▸ TASKS TO PERFORM:
1) List every body that the Walter Quarry Wood biography says he was elected to, along with the position or membership and the year where one is given.
2) According to the Walter Quarry Wood biography, how many years did he serve on the staff of the Royal Infirmary of Edinburgh?

▸ SUPPLIED TEXT:
- Born: 9 September 1888 Edinburgh, Scotland
- Died: 28 February 1958 (aged 69) Edinburgh, Scotland
- Education: University of Edinburgh
- Occupation: General surgeon
- Known for: President Royal College of Surgeons of Edinburgh
- Medical career
- Institutions: Royal Infirmary of Edinburgh

= Walter Quarry Wood =

Scottish surgeon and art collector

Walter Quarry Wood MD, ChM, FRCSEd (9 September 1888 – 28 February 1958) was a Scottish surgeon who became known as a collector of Scottish Colourists. He worked at the Royal Infirmary of Edinburgh (RIE) and was president of the Royal College of Surgeons of Edinburgh.

== Early life ==
Walter Quarry Wood, FRCSEd was born in St Boswalls in the Scottish Borders in 1888, one of seven sons of William Wood. He studied medicine at the University of Edinburgh Medical School, qualifying MB, ChB in 1911.

== Surgical career ==
He was house surgeon at the RIE to Professor Francis Caird, the Regius professor of clinical surgery. In 1914 he became a Fellow of the Royal College of Surgeons of Edinburgh. During the First World War he served as an officer in the Royal Army Medical Corps (RAMC). In 1916 he graduated Doctor of Medicine (MD) and was awarded a gold medal for his thesis. He qualified Master of Surgery (Ch.M.) in 1922, again receiving a gold medal for the thesis. After the war he was appointed assistant surgeon to the Royal Infirmary of Edinburgh and served on the staff of the hospital for 42 years, becoming surgeon in charge of wards in 1939. For some years he was also assistant surgeon to Chalmers Hospital, Edinburgh and was consultant surgeon to the Scottish Border hospitals. In addition to surgical teaching he continued to teach anatomy in the university department and carried out research into the embryology of the endocrine glands. In 1947, he was elected to the Aesculapian Club of Edinburgh. He was elected president of the Royal College of Surgeons of Edinburgh in 1949 and president of the Edinburgh Medico-Chirurgical Society in 1955. He was also elected a member of the Harveian Society of Edinburgh.

▸ RECORD EXCERPTS:

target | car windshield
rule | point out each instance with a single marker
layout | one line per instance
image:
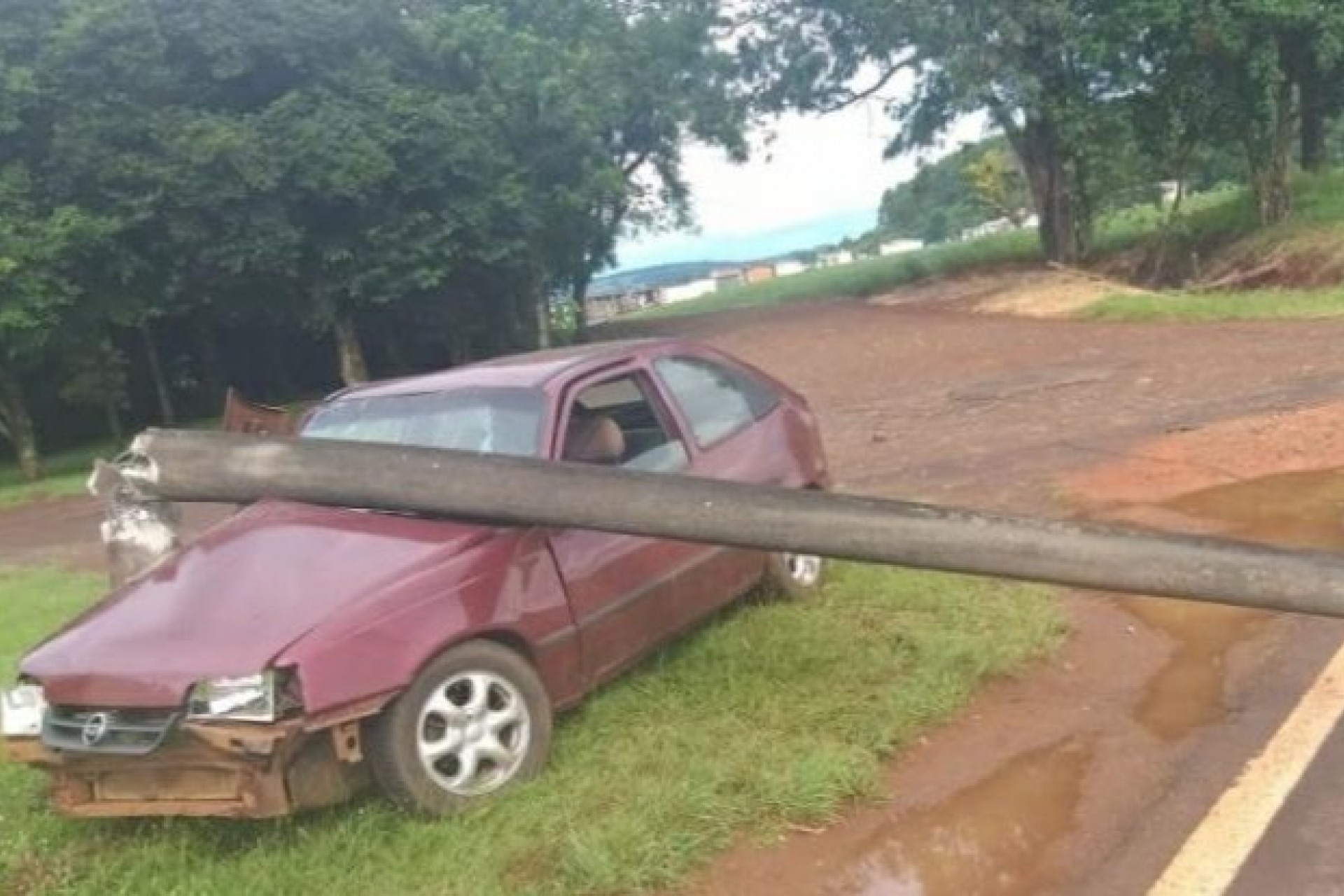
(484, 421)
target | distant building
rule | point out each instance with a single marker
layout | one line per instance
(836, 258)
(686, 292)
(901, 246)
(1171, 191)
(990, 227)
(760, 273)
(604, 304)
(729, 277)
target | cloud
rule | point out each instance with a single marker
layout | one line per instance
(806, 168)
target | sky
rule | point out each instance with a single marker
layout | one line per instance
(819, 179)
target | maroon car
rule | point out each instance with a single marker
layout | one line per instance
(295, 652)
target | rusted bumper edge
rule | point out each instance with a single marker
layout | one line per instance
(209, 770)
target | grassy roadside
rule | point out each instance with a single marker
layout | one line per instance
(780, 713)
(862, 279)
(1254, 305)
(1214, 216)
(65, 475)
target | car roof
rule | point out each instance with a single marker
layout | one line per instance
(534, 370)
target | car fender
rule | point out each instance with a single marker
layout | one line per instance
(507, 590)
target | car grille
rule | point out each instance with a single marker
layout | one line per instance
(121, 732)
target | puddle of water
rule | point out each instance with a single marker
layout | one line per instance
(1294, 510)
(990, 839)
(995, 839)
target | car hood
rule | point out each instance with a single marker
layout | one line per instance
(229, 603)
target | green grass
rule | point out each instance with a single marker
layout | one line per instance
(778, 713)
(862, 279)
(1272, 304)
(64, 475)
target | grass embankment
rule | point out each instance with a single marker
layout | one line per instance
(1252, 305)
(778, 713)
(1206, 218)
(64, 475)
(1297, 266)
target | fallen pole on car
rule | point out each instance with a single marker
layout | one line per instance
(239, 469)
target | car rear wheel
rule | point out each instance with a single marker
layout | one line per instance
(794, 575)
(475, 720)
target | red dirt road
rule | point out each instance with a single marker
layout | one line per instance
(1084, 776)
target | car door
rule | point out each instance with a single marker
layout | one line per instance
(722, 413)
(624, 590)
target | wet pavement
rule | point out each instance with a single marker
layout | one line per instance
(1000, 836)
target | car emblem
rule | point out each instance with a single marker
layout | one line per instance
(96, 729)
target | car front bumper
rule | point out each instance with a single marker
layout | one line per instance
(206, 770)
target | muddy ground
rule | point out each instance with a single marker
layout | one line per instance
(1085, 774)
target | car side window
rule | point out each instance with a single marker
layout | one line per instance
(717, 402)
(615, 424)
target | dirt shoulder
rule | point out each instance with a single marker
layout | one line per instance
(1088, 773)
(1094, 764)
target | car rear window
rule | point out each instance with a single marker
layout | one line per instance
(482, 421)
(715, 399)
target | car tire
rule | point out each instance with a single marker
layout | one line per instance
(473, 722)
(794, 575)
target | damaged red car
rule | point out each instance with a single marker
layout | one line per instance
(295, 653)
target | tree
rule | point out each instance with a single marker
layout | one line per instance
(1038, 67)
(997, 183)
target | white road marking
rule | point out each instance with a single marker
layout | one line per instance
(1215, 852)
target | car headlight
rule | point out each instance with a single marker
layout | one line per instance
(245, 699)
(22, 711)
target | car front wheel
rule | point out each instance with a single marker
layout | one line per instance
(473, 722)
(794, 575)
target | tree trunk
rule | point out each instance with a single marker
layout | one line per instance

▸ LIST OF SOLUTIONS:
1)
- Aesculapian Club of Edinburgh: elected in 1947
- Royal College of Surgeons of Edinburgh: elected president in 1949
- Edinburgh Medico-Chirurgical Society: elected president in 1955
- Harveian Society of Edinburgh: elected a member (no year given)

2) 42 years.